[Entries from a point annotation set]
++++++
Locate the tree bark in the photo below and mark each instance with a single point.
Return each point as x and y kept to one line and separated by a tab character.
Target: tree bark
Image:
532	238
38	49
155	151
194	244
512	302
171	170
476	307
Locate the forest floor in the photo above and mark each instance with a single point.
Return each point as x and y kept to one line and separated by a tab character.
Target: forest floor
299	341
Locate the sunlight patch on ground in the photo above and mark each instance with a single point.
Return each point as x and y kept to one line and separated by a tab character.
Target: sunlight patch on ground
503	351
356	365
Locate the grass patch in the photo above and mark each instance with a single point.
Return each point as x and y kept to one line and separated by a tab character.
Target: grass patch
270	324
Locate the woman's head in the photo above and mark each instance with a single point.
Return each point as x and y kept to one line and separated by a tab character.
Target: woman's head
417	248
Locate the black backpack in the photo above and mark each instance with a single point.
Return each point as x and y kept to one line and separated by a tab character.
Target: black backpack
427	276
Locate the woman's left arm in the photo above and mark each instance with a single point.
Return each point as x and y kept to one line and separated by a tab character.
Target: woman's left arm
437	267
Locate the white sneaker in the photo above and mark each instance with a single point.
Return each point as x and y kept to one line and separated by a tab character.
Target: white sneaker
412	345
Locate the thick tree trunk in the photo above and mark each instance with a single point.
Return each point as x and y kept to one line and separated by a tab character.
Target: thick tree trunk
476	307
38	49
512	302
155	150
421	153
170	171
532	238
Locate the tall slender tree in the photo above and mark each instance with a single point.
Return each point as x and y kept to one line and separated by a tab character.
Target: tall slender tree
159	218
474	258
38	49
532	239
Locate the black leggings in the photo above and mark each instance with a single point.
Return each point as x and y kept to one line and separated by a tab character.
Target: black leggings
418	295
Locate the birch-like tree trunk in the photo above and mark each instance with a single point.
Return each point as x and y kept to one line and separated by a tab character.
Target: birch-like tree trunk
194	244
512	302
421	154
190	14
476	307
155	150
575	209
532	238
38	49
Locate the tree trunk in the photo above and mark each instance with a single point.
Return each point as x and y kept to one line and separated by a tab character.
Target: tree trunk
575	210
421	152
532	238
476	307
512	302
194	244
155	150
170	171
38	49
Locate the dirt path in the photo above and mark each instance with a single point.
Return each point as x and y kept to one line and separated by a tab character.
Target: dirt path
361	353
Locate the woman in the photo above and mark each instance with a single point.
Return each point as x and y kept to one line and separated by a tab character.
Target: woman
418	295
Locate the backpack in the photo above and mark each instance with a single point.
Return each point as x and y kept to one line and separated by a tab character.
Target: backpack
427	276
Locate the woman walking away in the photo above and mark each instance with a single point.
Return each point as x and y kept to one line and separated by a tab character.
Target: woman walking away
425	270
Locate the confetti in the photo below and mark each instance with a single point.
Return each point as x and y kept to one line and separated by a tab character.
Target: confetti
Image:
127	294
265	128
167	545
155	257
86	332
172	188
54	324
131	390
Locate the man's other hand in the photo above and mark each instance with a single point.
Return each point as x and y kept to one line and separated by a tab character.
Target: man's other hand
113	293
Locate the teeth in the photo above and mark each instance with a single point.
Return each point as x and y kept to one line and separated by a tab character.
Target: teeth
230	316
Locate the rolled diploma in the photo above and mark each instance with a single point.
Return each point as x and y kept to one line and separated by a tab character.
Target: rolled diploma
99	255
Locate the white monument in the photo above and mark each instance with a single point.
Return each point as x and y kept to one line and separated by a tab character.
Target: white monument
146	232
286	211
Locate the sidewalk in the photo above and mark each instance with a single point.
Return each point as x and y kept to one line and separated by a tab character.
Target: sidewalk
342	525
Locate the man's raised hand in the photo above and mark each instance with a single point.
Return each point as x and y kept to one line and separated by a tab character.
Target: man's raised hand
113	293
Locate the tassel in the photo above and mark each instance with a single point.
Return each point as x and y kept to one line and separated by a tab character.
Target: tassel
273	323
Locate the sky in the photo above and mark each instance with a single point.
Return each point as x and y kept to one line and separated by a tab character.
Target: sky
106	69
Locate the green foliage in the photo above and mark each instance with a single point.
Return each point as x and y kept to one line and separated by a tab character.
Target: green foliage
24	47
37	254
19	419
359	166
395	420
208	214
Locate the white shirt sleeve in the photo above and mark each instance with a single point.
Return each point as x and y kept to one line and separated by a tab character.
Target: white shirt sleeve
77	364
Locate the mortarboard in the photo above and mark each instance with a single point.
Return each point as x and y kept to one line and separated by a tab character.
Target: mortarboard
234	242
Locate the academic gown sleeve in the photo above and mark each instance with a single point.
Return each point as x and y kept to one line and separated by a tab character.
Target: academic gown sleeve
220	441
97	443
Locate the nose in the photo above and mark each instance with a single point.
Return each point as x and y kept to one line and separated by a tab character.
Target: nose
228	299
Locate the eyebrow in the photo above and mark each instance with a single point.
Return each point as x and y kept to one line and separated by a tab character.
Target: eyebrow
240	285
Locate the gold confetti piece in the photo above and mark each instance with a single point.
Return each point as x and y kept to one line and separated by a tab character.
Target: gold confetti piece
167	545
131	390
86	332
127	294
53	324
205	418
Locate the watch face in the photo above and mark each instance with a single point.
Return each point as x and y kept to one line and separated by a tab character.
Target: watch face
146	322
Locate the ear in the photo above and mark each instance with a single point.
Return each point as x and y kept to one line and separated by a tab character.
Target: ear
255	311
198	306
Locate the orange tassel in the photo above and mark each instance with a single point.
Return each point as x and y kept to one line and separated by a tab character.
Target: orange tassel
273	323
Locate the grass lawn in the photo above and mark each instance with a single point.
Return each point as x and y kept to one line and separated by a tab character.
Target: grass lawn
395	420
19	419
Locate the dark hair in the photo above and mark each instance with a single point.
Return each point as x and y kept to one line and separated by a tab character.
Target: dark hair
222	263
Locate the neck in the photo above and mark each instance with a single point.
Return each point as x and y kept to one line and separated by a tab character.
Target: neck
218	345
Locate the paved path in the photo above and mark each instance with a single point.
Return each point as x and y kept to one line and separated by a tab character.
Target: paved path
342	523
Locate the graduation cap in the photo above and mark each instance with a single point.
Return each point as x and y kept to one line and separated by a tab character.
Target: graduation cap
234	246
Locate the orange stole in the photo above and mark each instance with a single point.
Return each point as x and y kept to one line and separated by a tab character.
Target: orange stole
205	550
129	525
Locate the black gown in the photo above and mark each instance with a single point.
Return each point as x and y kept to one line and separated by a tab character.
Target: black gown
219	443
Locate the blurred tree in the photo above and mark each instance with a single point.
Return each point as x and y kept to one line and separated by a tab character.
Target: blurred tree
++++++
WHAT TO DO:
Print out all the entries precisely as written.

OUTPUT OF THE TASK:
Locate the tree bark in the photo below and mark each instance with a single point.
Return each point as x and y kept to one line and separated by a tab character.
Target: tree bark
Image:
532	238
38	49
155	151
194	244
512	302
171	170
476	307
Locate the forest floor in the photo above and mark each instance with a single point.
Return each point as x and y kept to one line and separated by a tab character.
Target: forest floor
299	341
Locate the sunlight patch on ground in the photo above and mark each instance with a single point.
Return each point as x and y kept to one line and separated by a tab character.
Target: sunlight patch on ground
503	351
356	365
Locate the grass patch in the photo above and mark each instance with a single point.
Return each point as x and y kept to one line and separated by a tab character.
Target: grass patch
270	324
Locate the woman's head in the photo above and mark each instance with a single point.
Return each point as x and y kept to one line and separated by a tab character.
Target: woman's head
417	248
Locate the black backpack in the photo above and mark each instance with a single point.
Return each point as x and y kept to one line and separated by a tab character.
Target: black backpack
427	276
Locate the woman's left arm in the photo above and mark each instance with a single point.
Return each point as x and y kept to one line and separated by a tab character.
Target: woman's left arm
437	267
Locate the white sneaker in the photo above and mark each instance with a single point.
Return each point as x and y kept to one line and separated by a tab character.
Target: white sneaker
412	345
Locate the thick tree trunk in the photo above and mark each instance with a single point.
Return each point as x and y kept to one line and separated by a tab character.
Target: thick tree trunk
476	307
38	49
512	302
155	150
421	153
170	171
532	238
Locate the tall slender tree in the photo above and mark each instance with a single point.
Return each point as x and y kept to one line and separated by a tab character.
Target: tall slender tree
159	218
474	258
38	49
532	239
Locate the black leggings in the photo above and mark each instance with a single point.
Return each point as x and y kept to one line and separated by a tab character.
Target: black leggings
418	295
Locate the birch-like tree trunk in the photo above and mark each instance with a single point.
Return each point as x and y kept to one line and separated by a tab character.
Target: birch-like tree trunk
194	244
512	302
421	154
190	14
476	307
155	150
575	209
532	238
38	49
Locate the tree trunk in the photo above and mark each instance with a single point.
Return each point as x and y kept to one line and separated by a tab character.
Target: tree trunk
575	210
421	152
532	238
476	307
512	302
194	244
155	150
170	171
38	49
Locate the dirt path in the photo above and mark each instance with a single point.
Return each point as x and y kept to one line and separated by a tab character.
Target: dirt path
361	353
Locate the woman in the photo above and mark each instance with a single point.
Return each point as x and y kept to one line and separated by a tab character.
Target: woman
418	295
Locate the backpack in the photo above and mark each instance with a single point.
Return each point as x and y kept to one line and separated by a tab character.
Target: backpack
427	276
Locate the woman walking away in the photo above and mark each instance with a single point.
Return each point as x and y kept to one line and separated by a tab character.
Target: woman walking away
425	270
Locate the confetti in the photo below and mark each instance with a single point.
Return each point as x and y kept to one line and separated by a tab character.
Target: confetti
Image:
127	294
265	128
167	545
155	257
86	332
172	188
54	324
131	390
Locate the man's other hand in the photo above and mark each instance with a single point.
Return each point as x and y kept to one line and separated by a tab character.
Target: man's other hand
113	293
Locate the teeth in the photo above and mark each instance with a single point.
Return each point as x and y kept to one line and separated by a tab character.
Target: teeth
230	316
Locate the rolled diploma in the photo above and mark each instance with a single point.
Return each point as x and y kept to one line and separated by a tab character.
Target: rolled diploma
99	255
Locate the white monument in the photo above and mark each instance with a single point.
Return each point as x and y kept to one line and separated by a tab character.
Target: white monument
146	232
286	211
Locate the sidewalk in the photo above and mark each instance with a single point.
Return each point as x and y kept to one line and separated by a tab character.
Target: sidewalk
342	525
Locate the man's raised hand in the photo above and mark each instance with a single point.
Return each point as x and y kept to one line and separated by a tab character.
Target: man's raised hand
113	293
Locate the tassel in the photo above and mark each instance with a single point.
Return each point as x and y kept to one line and separated by a tab character.
Target: tassel
273	323
Locate the sky in the photo above and mark each instance with a single point.
Return each point as x and y kept to one line and separated by a tab character.
Target: sky
106	69
Locate the green foliage in the photo above and mark each instance with a single point.
Return each point as x and y kept to one line and separated by a tab character.
Target: green foliage
24	47
37	254
19	419
359	166
395	420
208	214
Locate the white shirt sleeve in the photo above and mark each instance with a single point.
Return each point as x and y kept to one line and separated by a tab character.
Target: white shirt sleeve
77	364
Locate the mortarboard in the photo above and mark each instance with a single point.
Return each point as x and y kept to one line and separated by a tab character.
Target: mortarboard
234	242
Locate the academic gown sleeve in the photo above and mark each instance with a single point.
Return each point as x and y kept to one line and separated by a tab character.
Target: academic gown sleeve
220	441
97	443
Locate the nose in the photo above and mark each instance with a single point.
Return each point as x and y kept to one line and separated by a tab character.
Target: nose
228	299
Locate the eyebrow in the photo above and mark each instance with a single point.
Return each point as x and y kept to one line and separated by a tab character.
Target: eyebrow
240	285
Locate the gold confetti piece in the photo above and mark each instance with a single point.
Return each point as x and y kept to one line and separated by a tab character.
Target: gold confetti piece
167	545
131	390
86	332
127	294
53	324
205	418
Locate the watch face in the photo above and mark each instance with a single point.
Return each point as x and y kept to one line and separated by a tab character.
Target: watch face
146	322
Locate the ear in the photo above and mark each instance with a single point.
Return each point as x and y kept to one line and separated by a tab character.
Target: ear
255	311
198	306
Locate the orange tassel in the photo above and mark each instance with a single point.
Return each point as x and y kept to one line and separated by a tab character.
Target: orange tassel
273	323
Locate the grass lawn in the photo above and mark each instance with a single point.
Return each point as x and y kept to one line and separated by a tab character.
Target: grass lawn
395	420
19	419
Locate the dark hair in the photo above and mark each instance with a single point.
Return each point as x and y kept to one line and separated by a tab character.
Target: dark hair
222	263
Locate the neck in the photo above and mark each instance with a single point.
Return each point as x and y kept to one line and separated by a tab character.
Target: neck
218	345
Locate the paved path in the photo above and mark each instance with a single point.
Return each point as x and y kept to one line and separated by a tab character.
Target: paved path
342	523
Locate the graduation cap in the photo above and mark each instance with a single point.
Return each point as x and y kept to one line and separated by a tab character.
Target: graduation cap
234	246
Locate the orange stole in the photo above and mark each instance with a single point.
Return each point as x and y kept to one line and separated by a tab character.
Target: orange stole
205	550
129	525
Locate the black gown in the photo above and mark each instance with a single point.
Return each point as x and y kept to one line and separated by a tab character.
Target: black gown
219	443
Locate the blurred tree in the photo above and mark each instance with a single point.
Return each point as x and y kept to one line and separated by a tab character.
Target: blurred tree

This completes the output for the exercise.